→ **TRY IT**
First find the line with "pixel 66 213" in the entries below, then set down exactly every line through the line with "pixel 240 443", that line included.

(Data items)

▬▬▬▬▬▬

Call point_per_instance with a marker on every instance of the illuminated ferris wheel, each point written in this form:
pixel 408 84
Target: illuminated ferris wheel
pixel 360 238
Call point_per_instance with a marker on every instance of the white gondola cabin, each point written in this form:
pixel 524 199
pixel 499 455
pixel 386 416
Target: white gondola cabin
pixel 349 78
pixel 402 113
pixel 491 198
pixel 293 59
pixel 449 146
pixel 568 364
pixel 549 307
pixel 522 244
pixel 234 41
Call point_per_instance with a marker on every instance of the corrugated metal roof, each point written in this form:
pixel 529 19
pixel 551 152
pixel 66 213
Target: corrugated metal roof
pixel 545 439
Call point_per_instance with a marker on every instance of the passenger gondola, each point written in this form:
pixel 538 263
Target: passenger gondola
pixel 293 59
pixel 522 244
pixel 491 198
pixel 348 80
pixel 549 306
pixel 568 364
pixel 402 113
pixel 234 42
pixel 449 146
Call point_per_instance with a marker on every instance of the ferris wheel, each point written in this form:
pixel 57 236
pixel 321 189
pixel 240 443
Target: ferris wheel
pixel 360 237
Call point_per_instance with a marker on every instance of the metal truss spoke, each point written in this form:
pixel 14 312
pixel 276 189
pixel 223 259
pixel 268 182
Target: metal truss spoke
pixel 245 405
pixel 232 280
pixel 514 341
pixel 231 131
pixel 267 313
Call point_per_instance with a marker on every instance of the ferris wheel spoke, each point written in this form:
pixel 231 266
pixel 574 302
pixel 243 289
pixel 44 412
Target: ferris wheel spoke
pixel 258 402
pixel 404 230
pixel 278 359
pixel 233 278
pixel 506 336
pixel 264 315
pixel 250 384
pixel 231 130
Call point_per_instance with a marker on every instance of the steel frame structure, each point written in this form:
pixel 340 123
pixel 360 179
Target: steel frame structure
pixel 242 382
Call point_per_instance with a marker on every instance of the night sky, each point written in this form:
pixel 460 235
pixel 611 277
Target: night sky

▬▬▬▬▬▬

→ **RESPONSE FOR THIS EXERCISE**
pixel 66 213
Target: corrugated metal roof
pixel 545 439
Call point_per_instance with a marker on every instance of the passenger gondola, each point written in this form:
pixel 538 263
Target: passenger gondola
pixel 293 59
pixel 522 244
pixel 491 198
pixel 348 80
pixel 549 306
pixel 568 364
pixel 402 113
pixel 234 42
pixel 449 146
Call point_per_instance with a marker on every instance of the ferris wheel, each point written in this form:
pixel 57 236
pixel 321 189
pixel 240 443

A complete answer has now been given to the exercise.